> **SELECTED EXTRACT**:
# DTV Oversight Hearing On House Docket



## robmadden1 (Nov 2, 2008)

Next up is March 12 hearing on universal service reform
By John Eggerton -- Broadcasting & Cable, 2/24/2009 4:51:15 PM MT

Rep. Rick Boucher, chairman of the House Communications, Tech & Internet Subcommittee, said Tuesday that he would hold an oversight hearing on the DTV transition in the spring, "well before" the new June 12 hard date for pulling the plug on analog signals.

http://www.broadcastingcable.com/article/179817-DTV_Oversight_Hearing_On_House_Docket.php

*Retrans Takes Over DTV-Oversight Hearing*

National Cable & Telecommunications Association president Kyle McSlarrow uses entire time at DTV-oversight hearing to focus on retransmission-consent negotiations.
By John Eggerton -- Broadcasting & Cable, 9/16/2008 9:00:00 AM MT

A digital-TV-oversight hearing in the House Tuesday became the site of a tussle over retransmission-consent negotiations.

http://www.broadcastingcable.com/article/115440-Retrans_Takes_Over_DTV_Oversight_Hearing.php


----------



## bobukcat (Dec 20, 2005)

> **DATA SHOWN**:
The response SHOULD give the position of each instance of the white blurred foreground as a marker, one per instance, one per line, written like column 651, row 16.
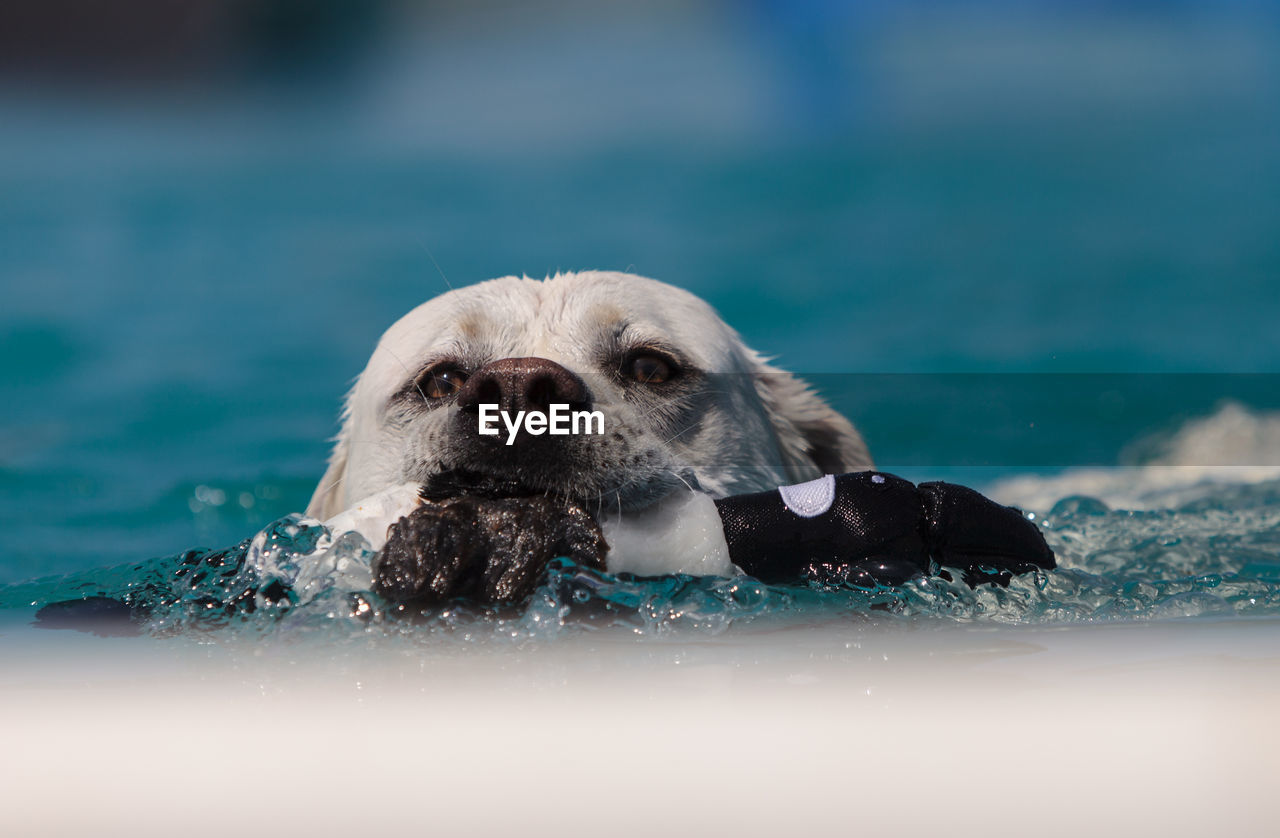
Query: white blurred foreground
column 846, row 728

> **WRITTEN PROBLEM 1**: In the DTV hearing thread, rewrite the paragraph beginning "Rep. Rick Boucher, chairman" as a short bulleted list that keeps its main facts.
> **WRITTEN PROBLEM 2**: Finish out the DTV hearing thread by writing the next part, starting after its final line.
None of this work requires the material.

> **FINAL ANSWER 1**:
- Rep. Rick Boucher chairs the House Communications, Tech & Internet Subcommittee.
- On Tuesday he said he would hold an oversight hearing on the DTV transition in the spring.
- The hearing is to come "well before" June 12, the new hard date for shutting off analog signals.

> **FINAL ANSWER 2**:
robmadden1 said:


> Next up is March 12 hearing on universal service reform
> By John Eggerton -- Broadcasting & Cable, 2/24/2009 4:51:15 PM MT
> 
> Rep. Rick Boucher, chairman of the House Communications, Tech & Internet Subcommittee, said Tuesday that he would hold an oversight hearing on the DTV transition in the spring, "well before" the new June 12 hard date for pulling the plug on analog signals.
> ...


Sure, waste some more money beating this thing to death. :beatdeadhorse:


----------



## lwilli201 (Dec 22, 2006)

bobukcat said:


> Sure, waste some more money beating this thing to death. :beatdeadhorse:


Yep, the more they talk the worse it gets. :nono2:


----------



## SamC (Jan 20, 2003)

But, but, but, but, this was a "one time extension" and its backers promised to never even "ask again".

See, I told you so.

Never.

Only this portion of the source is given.